**PASSAGE PROVIDED:**
# # # #
[dfdl-wg] Transform examples

Mon Nov 22 11:26:27 CST 2004

I'm just trying to avoid having DFDL's design preclude the creation of an
efficient implementation. It's easy to do this if we're not careful. E.g.,
if we ignore length issues then I can guarantee we won't be able to meet our
previously-stated goals of making efficient random access possible.

I can speak from experience here in that I have a mature implementation of a
system like DFDL, just not an industry standard one. In the implementation
one of the most critical things is the ability to rapidly get to the ends of
records, or fields, without having to process the intervening data. Much
effort in the implementation is devoted to these kinds of length
machinations, and we use a plug in architecture where each data type and all
converters on them can be extended and plugged in anew. For example we
didn't originally have any date/time or dateTime types, but added them
afterwards. All types and converters obey a number of different protocols
associated with how length works. I can't see any other way to do it.

That said, we want the minimum complexity in DFDL at the interface to the
transformations that enables efficient implementation.

...mikeb

  _____  

From: Myers, James D [mailto:jim.myers at pnl.gov] 
Sent: Monday, November 22, 2004 11:51 AM
To: dfdl-wg at gridforum.org
Subject: RE: [dfdl-wg] Transform examples

Just a high level comment (not sure I'd split things up the same way you
have but I won't comment on that now ...): I'm not averse to putting
something in DFDL about the expectations about length of fields, but is this
useful in practice versus simply coding this in the parser you build? The
parser is really the thing that will use it to calculate offsets, so some
methods related to getting offsets on the transform classes are really
what's needed - is that made simpler if there's info in the DFDL transform
description? (And can I safely ignore this info in a dumb reference
implementation that can only calculate offsets by actually parsing and then
counting?)

  Jim

-----Original Message-----
From: owner-dfdl-wg at ggf.org [mailto:owner-dfdl-wg at ggf.org] On Behalf Of
mike.beckerle at ascentialsoftware.com
Sent: Monday, November 22, 2004 11:01 AM
To: Chappell, Alan R; dfdl-wg at gridforum.org
Subject: RE: [dfdl-wg] Transform examples

Alan,

I looked at these examples.

There's one thing I think you've overlooked in the way transforms are
specified here. This is the fact that intFromBinary knows that it will pick
exactly 4 bytes off the input stream, and could advertise that property to
the DFDL "system" in some way, whereas intFromAscii might take anything from
1 to however many characters. E.g., it might be able to tolerate whitespace
of any size, leading zeros, etc. So as a transform it needs to advertise
that the length of data being consumed requires that you run the transform. 

Where I'm coming from is this. It is very important that a DFDL description
of data enable processing the data efficiently. To me that means that if
data is all fixed width, then one should be able to randomly access fields
in the data in constant time. Even if the data is variable width, one should
be able to efficiently skip through it to find the boundaries without
necessarily having to process all the data, convert to common format, etc.

To achieve this, transformations must support determining length and
determining value separately when possible.

There are these things I call "length protocols"
# # # #
**DATA PROVIDED:**
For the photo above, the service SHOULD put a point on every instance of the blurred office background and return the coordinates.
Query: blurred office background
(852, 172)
# # # #
**DIRECTIONS:**
1) List every email address that appears in the DFDL thread, each one once, in the form the thread gives it.
2) Answer these questions from the DFDL thread, with one answer per line:
(a) How many bytes does intFromBinary pick off the input stream?
(b) Which types did the mature implementation not have at first?
(c) At what time was the message from Myers, James D sent?
3) Reproduce the stretch of the DFDL thread from "Mon Nov 22 11:26:27" through "random access possible.".
The listing isn't needed for any of this.

**OUTPUTS BY TASK:**
1)
jim.myers at pnl.gov
dfdl-wg at gridforum.org
owner-dfdl-wg at ggf.org
mike.beckerle at ascentialsoftware.com

2)
(a) Exactly 4 bytes.
(b) Date/time and dateTime types.
(c) 11:51 AM on Monday, November 22, 2004.

3)
Mon Nov 22 11:26:27 CST 2004

I'm just trying to avoid having DFDL's design preclude the creation of an
efficient implementation. It's easy to do this if we're not careful. E.g.,
if we ignore length issues then I can guarantee we won't be able to meet our
previously-stated goals of making efficient random access possible.